**Selected text**
Figure: 16 TAC §25.381(e)(7)(B)(i) (No change.)

(ii) If the bidder is a municipality or cooperative not publicly rated. If the bidder is a municipality or electric cooperative that is not publicly rated but has a minimum equity (patronage capital) of $25 million, a minimum times-interest-earned ratio (TIER) of 1.05, a minimum debt service coverage (DSC) ratio of 1.00, and a minimum equity- to-assets ratio of 0.15, then the amount of credit will be the lesser of $125 million or 5.0% of the bidder's unencumbered assets, except that the amount of credit will be reduced to the extent appropriate to take into account any outstanding commitments that a bidder has for existing capacity auction entitlements.

(iii) If the bidder is a privately-held entity not publicly rated. If the bidder is a privately-held entity that is not publicly rated, but has a minimum equity of $100 million, a minimum tangible net worth of $100 million, a minimum current ratio of 1.0, a maximum debt-to- capital ratio of 0.60, and a minimum ratio of earnings before interest, taxes, depreciation, and amortization (EBITDA) to interest and current maturities of long term debt (CMLTD) of 2.0, then the amount of credit will be the lesser of $125 million or 1.80% of the bidder's stockholder equity, except that the amount of credit will be reduced to the extent appropriate to take into account any outstanding commitments that a bidder has for existing capacity auction entitlements.

(C) All cash and other instruments used as credit security shall be unencumbered by pledges for collateral.

(D) If a bidder or entitlement holder chooses to use a surety bond to satisfy its credit requirements, then the form of such surety bond will be negotiated in good faith between the bidder or entitlement holder and the affiliated PGC and reasonably acceptable by an issuer of surety bonds.

(E) In the event the holder of the entitlement initially relied on its investment grade credit rating but subsequently loses it during the entitlement period, the holder of the entitlement shall provide alternative financial evidence within three business days.

**Material provided**

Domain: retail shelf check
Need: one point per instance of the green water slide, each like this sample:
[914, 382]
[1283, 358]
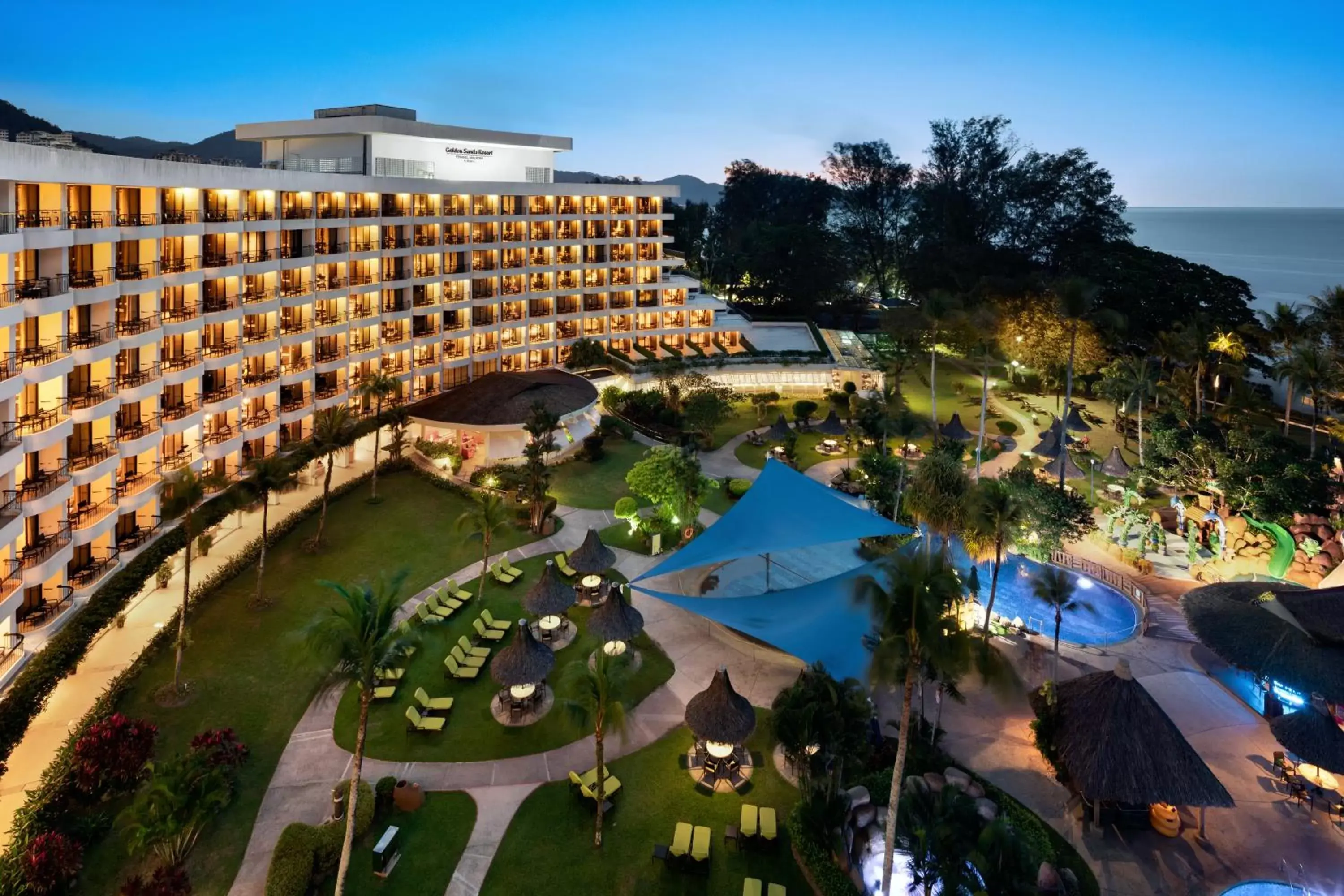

**Task to carry out**
Copy everything in the bidder credit rule from "(iii) If the" down to "pledges for collateral.".

**Exercise solution**
(iii) If the bidder is a privately-held entity not publicly rated. If the bidder is a privately-held entity that is not publicly rated, but has a minimum equity of $100 million, a minimum tangible net worth of $100 million, a minimum current ratio of 1.0, a maximum debt-to- capital ratio of 0.60, and a minimum ratio of earnings before interest, taxes, depreciation, and amortization (EBITDA) to interest and current maturities of long term debt (CMLTD) of 2.0, then the amount of credit will be the lesser of $125 million or 1.80% of the bidder's stockholder equity, except that the amount of credit will be reduced to the extent appropriate to take into account any outstanding commitments that a bidder has for existing capacity auction entitlements.

(C) All cash and other instruments used as credit security shall be unencumbered by pledges for collateral.